▶ SUPPLIED MATERIAL
>>

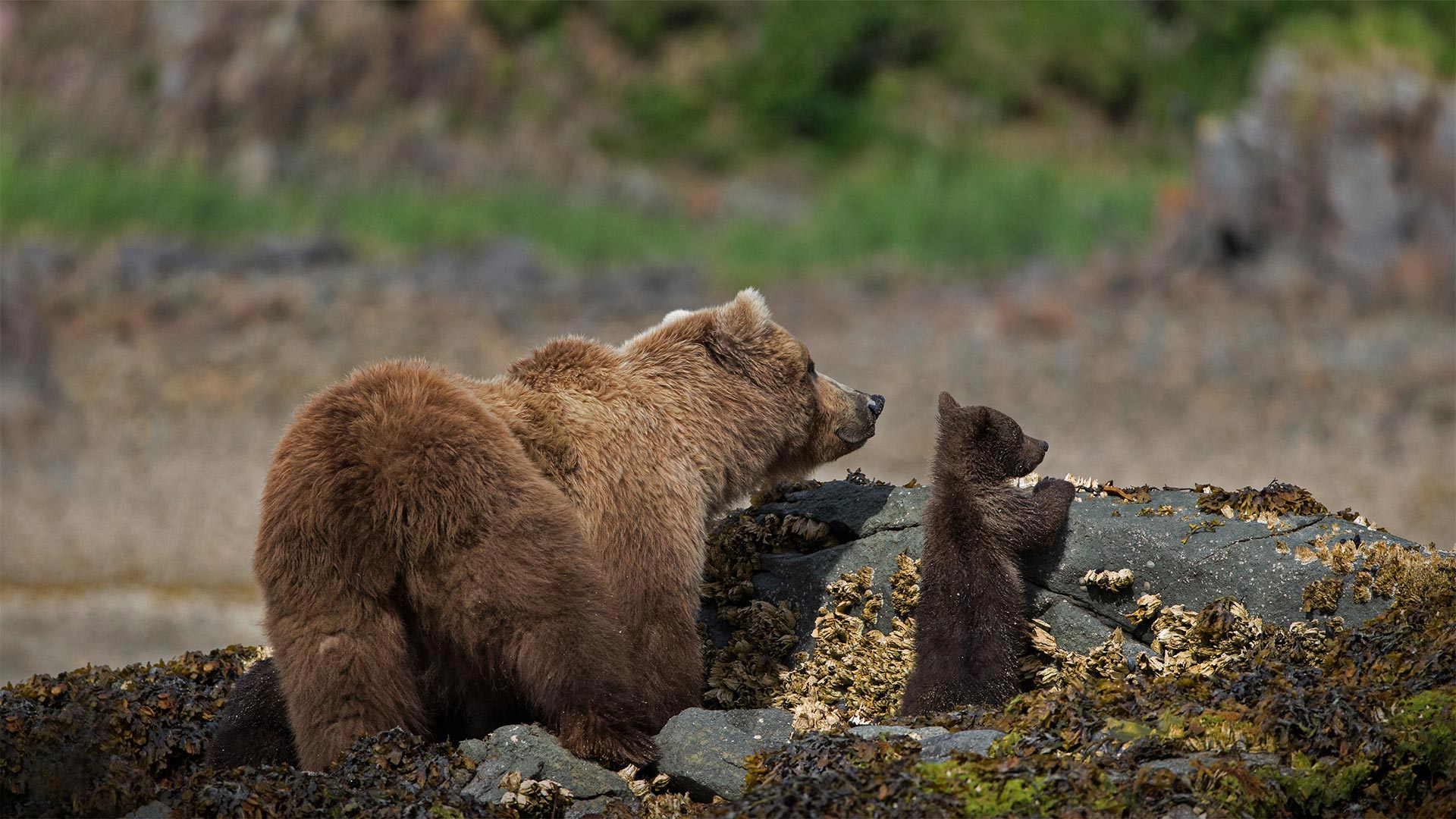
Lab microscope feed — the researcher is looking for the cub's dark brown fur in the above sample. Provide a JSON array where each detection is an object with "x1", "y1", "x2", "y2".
[
  {"x1": 901, "y1": 392, "x2": 1075, "y2": 716},
  {"x1": 217, "y1": 290, "x2": 883, "y2": 770}
]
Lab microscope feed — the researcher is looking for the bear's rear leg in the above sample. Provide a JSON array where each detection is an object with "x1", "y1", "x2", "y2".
[
  {"x1": 406, "y1": 478, "x2": 657, "y2": 764},
  {"x1": 268, "y1": 590, "x2": 427, "y2": 771}
]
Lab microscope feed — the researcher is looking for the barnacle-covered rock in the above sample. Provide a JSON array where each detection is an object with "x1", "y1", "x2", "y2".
[
  {"x1": 1082, "y1": 568, "x2": 1133, "y2": 595},
  {"x1": 657, "y1": 708, "x2": 793, "y2": 802},
  {"x1": 0, "y1": 479, "x2": 1456, "y2": 819},
  {"x1": 160, "y1": 729, "x2": 500, "y2": 819},
  {"x1": 776, "y1": 566, "x2": 915, "y2": 730},
  {"x1": 0, "y1": 645, "x2": 262, "y2": 816},
  {"x1": 460, "y1": 726, "x2": 632, "y2": 816}
]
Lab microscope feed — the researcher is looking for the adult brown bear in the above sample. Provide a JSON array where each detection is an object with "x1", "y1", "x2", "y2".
[{"x1": 209, "y1": 290, "x2": 883, "y2": 770}]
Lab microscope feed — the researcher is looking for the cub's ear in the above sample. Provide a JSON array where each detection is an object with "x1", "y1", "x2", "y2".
[
  {"x1": 965, "y1": 406, "x2": 992, "y2": 435},
  {"x1": 940, "y1": 392, "x2": 961, "y2": 416},
  {"x1": 714, "y1": 287, "x2": 772, "y2": 341}
]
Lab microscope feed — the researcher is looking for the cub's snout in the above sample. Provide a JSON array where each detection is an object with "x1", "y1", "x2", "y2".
[{"x1": 1018, "y1": 435, "x2": 1051, "y2": 476}]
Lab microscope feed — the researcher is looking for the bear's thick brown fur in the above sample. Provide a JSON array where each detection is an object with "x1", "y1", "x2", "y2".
[
  {"x1": 901, "y1": 392, "x2": 1075, "y2": 716},
  {"x1": 244, "y1": 290, "x2": 883, "y2": 770}
]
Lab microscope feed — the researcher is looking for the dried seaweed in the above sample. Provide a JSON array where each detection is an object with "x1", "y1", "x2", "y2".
[
  {"x1": 1198, "y1": 478, "x2": 1329, "y2": 520},
  {"x1": 728, "y1": 552, "x2": 1456, "y2": 817},
  {"x1": 162, "y1": 729, "x2": 504, "y2": 819},
  {"x1": 0, "y1": 645, "x2": 262, "y2": 816}
]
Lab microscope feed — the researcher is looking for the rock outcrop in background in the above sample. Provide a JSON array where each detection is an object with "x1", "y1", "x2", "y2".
[
  {"x1": 1169, "y1": 49, "x2": 1456, "y2": 310},
  {"x1": 0, "y1": 475, "x2": 1456, "y2": 816}
]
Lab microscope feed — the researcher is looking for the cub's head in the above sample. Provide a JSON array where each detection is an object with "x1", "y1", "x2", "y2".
[
  {"x1": 935, "y1": 392, "x2": 1046, "y2": 481},
  {"x1": 623, "y1": 288, "x2": 885, "y2": 495}
]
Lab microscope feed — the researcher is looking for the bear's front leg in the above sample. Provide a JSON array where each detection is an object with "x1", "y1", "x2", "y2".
[
  {"x1": 1021, "y1": 478, "x2": 1078, "y2": 552},
  {"x1": 636, "y1": 605, "x2": 703, "y2": 732}
]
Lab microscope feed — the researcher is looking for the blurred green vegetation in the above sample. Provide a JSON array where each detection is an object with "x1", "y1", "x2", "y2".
[
  {"x1": 0, "y1": 0, "x2": 1456, "y2": 278},
  {"x1": 0, "y1": 144, "x2": 1171, "y2": 281}
]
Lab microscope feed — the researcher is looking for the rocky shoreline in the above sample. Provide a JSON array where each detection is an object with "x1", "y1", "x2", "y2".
[{"x1": 0, "y1": 475, "x2": 1456, "y2": 816}]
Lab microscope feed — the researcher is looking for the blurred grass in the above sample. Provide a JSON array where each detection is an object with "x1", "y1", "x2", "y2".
[{"x1": 0, "y1": 143, "x2": 1172, "y2": 281}]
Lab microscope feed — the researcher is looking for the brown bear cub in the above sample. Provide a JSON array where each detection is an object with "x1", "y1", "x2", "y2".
[
  {"x1": 209, "y1": 290, "x2": 883, "y2": 770},
  {"x1": 900, "y1": 392, "x2": 1075, "y2": 716}
]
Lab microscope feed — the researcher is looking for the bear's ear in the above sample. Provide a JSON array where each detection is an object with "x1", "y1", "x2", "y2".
[
  {"x1": 703, "y1": 287, "x2": 770, "y2": 375},
  {"x1": 714, "y1": 287, "x2": 772, "y2": 341},
  {"x1": 940, "y1": 392, "x2": 961, "y2": 416}
]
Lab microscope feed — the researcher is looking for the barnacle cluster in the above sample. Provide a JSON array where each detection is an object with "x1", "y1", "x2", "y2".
[
  {"x1": 774, "y1": 554, "x2": 919, "y2": 732},
  {"x1": 701, "y1": 504, "x2": 837, "y2": 708},
  {"x1": 1082, "y1": 568, "x2": 1133, "y2": 595},
  {"x1": 739, "y1": 552, "x2": 1456, "y2": 817},
  {"x1": 160, "y1": 729, "x2": 497, "y2": 819},
  {"x1": 1195, "y1": 479, "x2": 1329, "y2": 520},
  {"x1": 601, "y1": 765, "x2": 701, "y2": 819},
  {"x1": 495, "y1": 771, "x2": 573, "y2": 816},
  {"x1": 703, "y1": 601, "x2": 799, "y2": 708},
  {"x1": 1294, "y1": 523, "x2": 1434, "y2": 613}
]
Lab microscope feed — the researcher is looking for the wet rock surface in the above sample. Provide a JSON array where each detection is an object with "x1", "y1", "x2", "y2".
[
  {"x1": 0, "y1": 479, "x2": 1456, "y2": 817},
  {"x1": 716, "y1": 481, "x2": 1420, "y2": 661},
  {"x1": 460, "y1": 726, "x2": 632, "y2": 816},
  {"x1": 657, "y1": 708, "x2": 793, "y2": 800}
]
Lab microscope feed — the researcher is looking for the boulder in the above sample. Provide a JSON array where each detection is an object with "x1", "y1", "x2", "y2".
[
  {"x1": 657, "y1": 708, "x2": 793, "y2": 802},
  {"x1": 460, "y1": 726, "x2": 633, "y2": 816},
  {"x1": 703, "y1": 481, "x2": 1421, "y2": 663},
  {"x1": 920, "y1": 729, "x2": 1006, "y2": 762}
]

<<

Reproduce the full listing above verbatim, with no pictures included.

▶ OUTPUT FOR THIS TASK
Lab microscope feed — the researcher is looking for the cub's dark brown fur in the above sample. Provide a JSON array where each detection is an object with "x1", "y1", "x2", "y2".
[
  {"x1": 901, "y1": 392, "x2": 1075, "y2": 716},
  {"x1": 217, "y1": 290, "x2": 883, "y2": 770}
]
Lab microscope feed — the researcher is looking for the bear's rear leg in the above sample. Provide a JSON array where each detection is an object with "x1", "y1", "x2", "y2".
[
  {"x1": 406, "y1": 478, "x2": 657, "y2": 764},
  {"x1": 268, "y1": 590, "x2": 427, "y2": 771}
]
Lab microscope feed — the researcher is looking for the barnacle-covered rock in the above sample. Provide a JSON array where each detection is an object with "x1", "y1", "x2", "y2".
[
  {"x1": 1082, "y1": 568, "x2": 1133, "y2": 595},
  {"x1": 657, "y1": 708, "x2": 793, "y2": 802},
  {"x1": 0, "y1": 479, "x2": 1456, "y2": 819},
  {"x1": 160, "y1": 729, "x2": 500, "y2": 819},
  {"x1": 776, "y1": 566, "x2": 915, "y2": 730},
  {"x1": 0, "y1": 645, "x2": 262, "y2": 816},
  {"x1": 460, "y1": 726, "x2": 632, "y2": 816}
]
Lab microscope feed — the researcher is looking for the adult brown bear in the above sample. Provide a JSON array where each detection is an object with "x1", "y1", "x2", "y2".
[{"x1": 209, "y1": 290, "x2": 883, "y2": 770}]
Lab microscope feed — the researcher is looking for the cub's ear in the above sample. Provide a JSON array where each detection is an object with "x1", "y1", "x2", "y2".
[
  {"x1": 965, "y1": 406, "x2": 992, "y2": 435},
  {"x1": 940, "y1": 392, "x2": 961, "y2": 416},
  {"x1": 714, "y1": 287, "x2": 772, "y2": 341}
]
Lab microscope feed — the researcher is looking for the cub's snout in the above sample. Provide a JSON array where each detection is an object with "x1", "y1", "x2", "y2".
[{"x1": 1018, "y1": 435, "x2": 1051, "y2": 476}]
Lab microscope feed — the researcher is looking for the bear's thick brown fur in the above sample. Provide a JSON array where each detection is an object with "x1", "y1", "x2", "y2".
[
  {"x1": 901, "y1": 392, "x2": 1075, "y2": 716},
  {"x1": 244, "y1": 290, "x2": 883, "y2": 770}
]
Lab microscope feed — the researcher is looking for the dried seaweed in the above sample. Provide a JSON array where each detection is an object with "x1", "y1", "x2", "y2".
[
  {"x1": 1198, "y1": 478, "x2": 1329, "y2": 520},
  {"x1": 728, "y1": 552, "x2": 1456, "y2": 817},
  {"x1": 162, "y1": 729, "x2": 504, "y2": 819},
  {"x1": 0, "y1": 645, "x2": 262, "y2": 816}
]
Lab microscope feed — the researcher is looking for the rock outcrop in background in the above sample. Provide a JSON array where each detection is an object with "x1", "y1", "x2", "y2".
[
  {"x1": 1169, "y1": 49, "x2": 1456, "y2": 310},
  {"x1": 0, "y1": 475, "x2": 1456, "y2": 816}
]
Lab microscope feed — the researcher is looking for the cub's head in the above sample. Provide a JSON array where each detection is an object with "x1", "y1", "x2", "y2".
[
  {"x1": 935, "y1": 392, "x2": 1046, "y2": 481},
  {"x1": 623, "y1": 288, "x2": 885, "y2": 495}
]
Lab microscope feed — the researcher is looking for the bear's front leg in the above sample. Provide a JSON array where each detection is an object with "x1", "y1", "x2", "y2".
[
  {"x1": 1021, "y1": 478, "x2": 1078, "y2": 552},
  {"x1": 636, "y1": 605, "x2": 703, "y2": 732}
]
Lab microscope feed — the researcher is looking for the blurred green vegetation in the above sample. Provide a JSON array where each detection is an object with "x1", "y1", "x2", "y2".
[
  {"x1": 0, "y1": 0, "x2": 1456, "y2": 278},
  {"x1": 0, "y1": 144, "x2": 1171, "y2": 281}
]
Lab microscope feed — the researcher is looking for the rocky shoreline in the above sample. Provide a JSON array where each detection is an object with "x1", "y1", "x2", "y2".
[{"x1": 0, "y1": 475, "x2": 1456, "y2": 816}]
Lab microscope feed — the researcher is looking for the blurred grass in the above sample. Provide a JSON array where each detection is an object with "x1", "y1", "x2", "y2".
[{"x1": 0, "y1": 143, "x2": 1172, "y2": 281}]
Lab microscope feed — the researcher is looking for the brown bear cub in the above sample. Provide a JSON array where each detection is an object with "x1", "y1", "x2", "y2".
[
  {"x1": 209, "y1": 290, "x2": 883, "y2": 770},
  {"x1": 900, "y1": 392, "x2": 1075, "y2": 716}
]
Lab microscope feed — the researcher is looking for the bear's ear in the above sample. Provide a JSON array where each detection is an object with "x1", "y1", "x2", "y2".
[
  {"x1": 703, "y1": 287, "x2": 770, "y2": 375},
  {"x1": 714, "y1": 287, "x2": 772, "y2": 341},
  {"x1": 940, "y1": 392, "x2": 961, "y2": 416}
]
Lab microscope feed — the researcher is looking for the barnacle cluster in the above sample. Provide a JSON array where each detection is an object with "x1", "y1", "x2", "y2".
[
  {"x1": 774, "y1": 554, "x2": 919, "y2": 732},
  {"x1": 701, "y1": 504, "x2": 837, "y2": 708},
  {"x1": 1082, "y1": 568, "x2": 1133, "y2": 595},
  {"x1": 739, "y1": 552, "x2": 1456, "y2": 817},
  {"x1": 160, "y1": 729, "x2": 497, "y2": 819},
  {"x1": 1195, "y1": 479, "x2": 1329, "y2": 520},
  {"x1": 601, "y1": 765, "x2": 701, "y2": 819},
  {"x1": 495, "y1": 771, "x2": 573, "y2": 816},
  {"x1": 703, "y1": 601, "x2": 799, "y2": 708},
  {"x1": 1294, "y1": 523, "x2": 1434, "y2": 613}
]
Lab microscope feed — the researcher is looking for the wet rock surface in the above sample. Provide a JSON array where each detection is an object with "x1", "y1", "x2", "y2".
[
  {"x1": 0, "y1": 479, "x2": 1456, "y2": 817},
  {"x1": 716, "y1": 481, "x2": 1420, "y2": 661},
  {"x1": 460, "y1": 726, "x2": 632, "y2": 816},
  {"x1": 657, "y1": 708, "x2": 793, "y2": 800}
]
Lab microscope feed — the researcher is looking for the boulder in the above sample. Provide a JSON array where each detection is an object with "x1", "y1", "x2", "y2".
[
  {"x1": 657, "y1": 708, "x2": 793, "y2": 802},
  {"x1": 460, "y1": 726, "x2": 633, "y2": 816},
  {"x1": 703, "y1": 481, "x2": 1421, "y2": 663},
  {"x1": 920, "y1": 729, "x2": 1006, "y2": 762}
]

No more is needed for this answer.